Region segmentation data
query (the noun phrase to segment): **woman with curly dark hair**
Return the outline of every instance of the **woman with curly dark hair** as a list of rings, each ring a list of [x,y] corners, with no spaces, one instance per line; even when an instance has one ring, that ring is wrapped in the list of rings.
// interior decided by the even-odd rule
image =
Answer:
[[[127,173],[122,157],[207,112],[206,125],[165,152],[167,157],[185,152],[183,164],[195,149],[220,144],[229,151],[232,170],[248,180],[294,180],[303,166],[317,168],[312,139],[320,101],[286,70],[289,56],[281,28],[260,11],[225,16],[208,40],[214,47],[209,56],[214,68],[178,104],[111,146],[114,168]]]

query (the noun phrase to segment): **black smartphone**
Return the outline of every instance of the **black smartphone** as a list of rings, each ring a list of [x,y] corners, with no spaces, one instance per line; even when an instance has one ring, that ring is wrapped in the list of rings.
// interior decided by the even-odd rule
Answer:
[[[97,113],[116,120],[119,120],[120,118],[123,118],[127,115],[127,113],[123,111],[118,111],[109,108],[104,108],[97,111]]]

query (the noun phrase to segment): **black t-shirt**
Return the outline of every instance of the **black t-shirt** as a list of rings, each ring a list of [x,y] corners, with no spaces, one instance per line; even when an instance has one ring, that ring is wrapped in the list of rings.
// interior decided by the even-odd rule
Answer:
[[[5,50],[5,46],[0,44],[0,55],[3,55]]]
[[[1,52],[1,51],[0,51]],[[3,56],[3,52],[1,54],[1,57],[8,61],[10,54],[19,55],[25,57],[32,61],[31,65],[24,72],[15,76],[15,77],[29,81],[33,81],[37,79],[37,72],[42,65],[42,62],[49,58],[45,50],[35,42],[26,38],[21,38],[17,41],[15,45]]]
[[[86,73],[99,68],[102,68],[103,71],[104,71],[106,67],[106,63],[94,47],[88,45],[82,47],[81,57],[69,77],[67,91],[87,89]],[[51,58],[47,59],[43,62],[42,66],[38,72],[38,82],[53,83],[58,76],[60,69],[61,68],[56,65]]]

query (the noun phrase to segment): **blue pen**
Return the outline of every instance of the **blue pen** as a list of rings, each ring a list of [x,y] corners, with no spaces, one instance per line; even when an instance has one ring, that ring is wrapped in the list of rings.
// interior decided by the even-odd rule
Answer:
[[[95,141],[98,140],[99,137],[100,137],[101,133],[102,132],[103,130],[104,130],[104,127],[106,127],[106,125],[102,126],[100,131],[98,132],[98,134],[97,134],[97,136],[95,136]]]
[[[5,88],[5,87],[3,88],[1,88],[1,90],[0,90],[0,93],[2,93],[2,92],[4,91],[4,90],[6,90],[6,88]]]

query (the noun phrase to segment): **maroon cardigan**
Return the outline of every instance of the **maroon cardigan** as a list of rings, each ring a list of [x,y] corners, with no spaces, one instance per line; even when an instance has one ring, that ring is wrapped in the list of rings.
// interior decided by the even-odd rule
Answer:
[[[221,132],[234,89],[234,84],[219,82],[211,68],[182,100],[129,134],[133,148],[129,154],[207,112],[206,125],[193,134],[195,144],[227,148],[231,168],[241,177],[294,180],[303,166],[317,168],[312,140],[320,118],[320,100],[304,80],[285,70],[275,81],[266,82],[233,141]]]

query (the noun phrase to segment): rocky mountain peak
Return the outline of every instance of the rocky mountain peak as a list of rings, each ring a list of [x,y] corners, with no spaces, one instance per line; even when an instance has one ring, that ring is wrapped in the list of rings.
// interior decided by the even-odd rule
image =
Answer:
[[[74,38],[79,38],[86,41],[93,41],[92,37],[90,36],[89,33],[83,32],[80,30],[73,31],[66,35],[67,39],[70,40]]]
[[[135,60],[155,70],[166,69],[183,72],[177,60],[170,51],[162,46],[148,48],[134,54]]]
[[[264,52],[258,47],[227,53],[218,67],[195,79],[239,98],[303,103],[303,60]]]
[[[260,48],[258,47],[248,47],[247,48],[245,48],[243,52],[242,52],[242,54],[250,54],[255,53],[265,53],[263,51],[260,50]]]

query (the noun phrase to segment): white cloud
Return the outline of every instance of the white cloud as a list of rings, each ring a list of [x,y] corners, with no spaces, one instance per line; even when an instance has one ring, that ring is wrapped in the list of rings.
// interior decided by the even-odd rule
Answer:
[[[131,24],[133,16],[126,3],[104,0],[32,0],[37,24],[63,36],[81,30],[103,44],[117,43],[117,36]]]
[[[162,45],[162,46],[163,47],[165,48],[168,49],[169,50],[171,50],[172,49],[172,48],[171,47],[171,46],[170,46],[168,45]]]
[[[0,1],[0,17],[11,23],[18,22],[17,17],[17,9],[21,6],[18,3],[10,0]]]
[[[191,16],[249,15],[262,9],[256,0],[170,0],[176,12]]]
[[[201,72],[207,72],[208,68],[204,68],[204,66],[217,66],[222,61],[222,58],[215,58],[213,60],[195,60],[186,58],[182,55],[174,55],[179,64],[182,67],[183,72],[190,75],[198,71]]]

[SHORT PROBLEM] Return the lines from the line containing "query (the noun phrase to segment): white" to the end of the entries above, exactly as they appear and with no other output.

[EXERCISE ANSWER]
query (the noun phrase to segment): white cloud
Return the outline of every instance of the white cloud as a list of rings, each ring a list of [x,y] corners, with no spaces, one instance per line; even when an instance has one ring, that ring is wrapped in the list of rings.
// interior decided by the even-odd rule
Answer:
[[[131,24],[133,16],[126,3],[104,0],[32,0],[37,24],[63,36],[81,30],[103,44],[117,43],[117,36]]]
[[[162,45],[162,46],[163,47],[165,48],[168,49],[169,50],[171,50],[172,49],[172,48],[171,47],[171,46],[170,46],[168,45]]]
[[[0,1],[0,17],[11,23],[18,22],[17,17],[17,9],[21,6],[18,3],[10,0]]]
[[[191,16],[249,15],[262,9],[256,0],[170,0],[176,12]]]
[[[201,72],[207,72],[208,68],[204,68],[204,66],[217,66],[222,61],[222,58],[215,58],[213,60],[195,60],[186,58],[182,55],[174,55],[179,64],[182,67],[183,72],[190,75],[198,71]]]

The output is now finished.